**Records shown**

· · · · · · ·

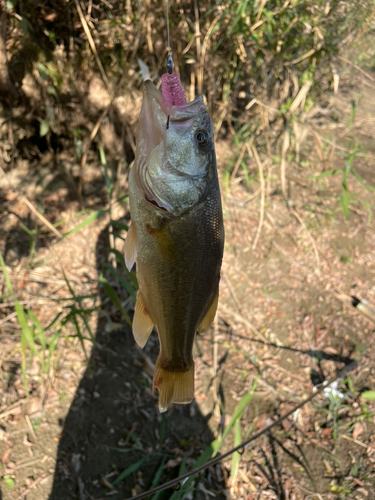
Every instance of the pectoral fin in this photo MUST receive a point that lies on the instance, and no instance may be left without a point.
(142, 322)
(208, 319)
(130, 247)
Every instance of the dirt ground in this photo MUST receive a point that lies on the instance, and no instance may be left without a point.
(284, 320)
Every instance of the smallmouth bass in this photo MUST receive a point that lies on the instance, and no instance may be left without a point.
(177, 235)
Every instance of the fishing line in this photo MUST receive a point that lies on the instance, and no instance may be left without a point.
(179, 481)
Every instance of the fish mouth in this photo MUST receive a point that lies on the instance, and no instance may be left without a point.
(166, 172)
(157, 114)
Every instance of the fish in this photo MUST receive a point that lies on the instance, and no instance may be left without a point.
(176, 236)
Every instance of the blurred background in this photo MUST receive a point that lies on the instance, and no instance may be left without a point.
(290, 86)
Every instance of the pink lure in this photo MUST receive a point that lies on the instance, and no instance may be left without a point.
(172, 90)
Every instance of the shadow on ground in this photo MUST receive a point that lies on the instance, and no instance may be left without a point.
(114, 422)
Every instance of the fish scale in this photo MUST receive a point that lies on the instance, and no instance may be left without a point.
(177, 235)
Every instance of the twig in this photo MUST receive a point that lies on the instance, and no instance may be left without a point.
(284, 150)
(40, 217)
(309, 235)
(299, 59)
(31, 428)
(94, 131)
(92, 44)
(243, 446)
(357, 68)
(262, 192)
(205, 45)
(348, 438)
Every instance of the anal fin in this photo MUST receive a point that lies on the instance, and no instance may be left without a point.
(208, 319)
(130, 247)
(142, 322)
(174, 387)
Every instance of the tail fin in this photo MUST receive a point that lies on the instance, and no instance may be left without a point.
(174, 387)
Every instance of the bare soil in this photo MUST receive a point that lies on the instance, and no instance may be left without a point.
(284, 316)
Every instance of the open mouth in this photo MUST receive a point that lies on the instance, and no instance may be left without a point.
(153, 202)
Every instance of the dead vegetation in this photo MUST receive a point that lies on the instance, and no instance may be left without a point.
(290, 88)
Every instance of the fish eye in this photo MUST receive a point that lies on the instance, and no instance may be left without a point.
(202, 137)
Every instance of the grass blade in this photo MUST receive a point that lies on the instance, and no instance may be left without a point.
(89, 220)
(6, 275)
(236, 415)
(236, 456)
(124, 283)
(114, 298)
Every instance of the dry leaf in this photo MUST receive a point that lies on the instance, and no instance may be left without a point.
(358, 429)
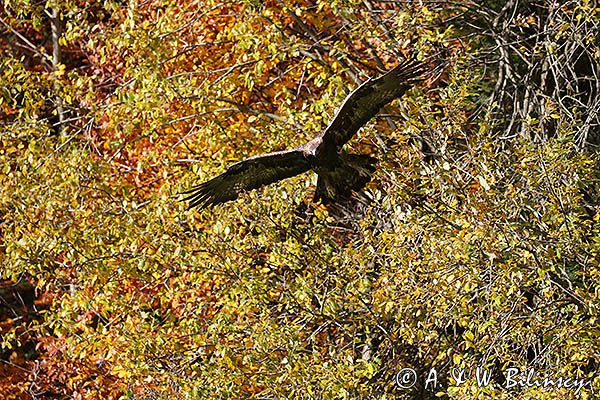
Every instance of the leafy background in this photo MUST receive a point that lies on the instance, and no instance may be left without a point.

· · · · · · ·

**What this task involves**
Exclude the pictures and transcribe all of the entries exactly.

**Written solution**
Every instance of the pectoral fin in this photo MUST receive a point that lies on the instance, and no instance may be left without a point.
(142, 322)
(208, 319)
(130, 247)
Every instance of the dirt ground in this photo MUST receive a point that lies on the instance, and no instance may be left without a point.
(284, 320)
Every instance of the smallmouth bass in this photo MUST receive a point that lies on the instance, and no instance may be left without a point.
(177, 235)
Every instance of the fishing line in this photo MUST receive a point that lies on the instance, and no instance may be left without a point.
(179, 481)
Every instance of the fish mouth in this photo MUST receive a point that lies on the instance, and no instance may be left without a point.
(166, 172)
(157, 114)
Every instance of the fish in this photo MUST receive a point that lies on the instance, and no instance may be left without a point.
(176, 236)
Every instance of the blurred background in this photo MUST receive a point that lies on the instance, and no instance may be left without a point.
(290, 86)
Every instance of the pink lure in this photo MUST receive a point that lies on the instance, and no instance may be left without a point.
(172, 90)
Every instance of the shadow on ground in this photo MUST receive a point that lies on the instance, and no instance may be left without a point.
(114, 422)
Every instance of the fish scale in this photo MUST receive a point that lies on the instance, and no instance may be left without a point.
(177, 235)
Every instance of the twig in this photo MUST receive a point that lies on the instance, and no instance may be left without a point.
(284, 150)
(40, 217)
(309, 235)
(299, 59)
(31, 428)
(94, 131)
(92, 44)
(243, 446)
(357, 68)
(262, 192)
(205, 45)
(348, 438)
Every instance of the anal fin in this photo MUST receive a point that lies on the instance, and no instance may be left without a point.
(208, 319)
(130, 247)
(142, 322)
(174, 387)
Every instance of the tail fin in this photo MUST receive a point that lies on the instance, and no instance may be left without a point.
(174, 387)
Every instance of the bare soil in this photo MUST receive a point that lies on the instance, and no instance may be left without a point.
(284, 316)
Every instance of the open mouth in this photo MUST receive a point that lies on the instance, and no instance may be left without a point.
(153, 202)
Every instance of the dead vegetation in this photo MUST receive a point that lies on the instance, and no instance may be left without a point.
(290, 88)
Every instance of the fish eye in this photo MUST receive a point that lies on the instance, and no instance may be left without a point.
(202, 137)
Every instance of the grass blade in this photo MUST receive a point that lies on the instance, and no instance may be left without a point.
(89, 220)
(6, 275)
(236, 415)
(236, 456)
(124, 283)
(114, 298)
Every instance of the dry leaf in this photo MUST receive a point that lies on the instance, and no instance may be left without a point.
(358, 429)
Every instance of the leafy background in this photo MUST receive a point that lies on the instance, and no instance may be left without a point.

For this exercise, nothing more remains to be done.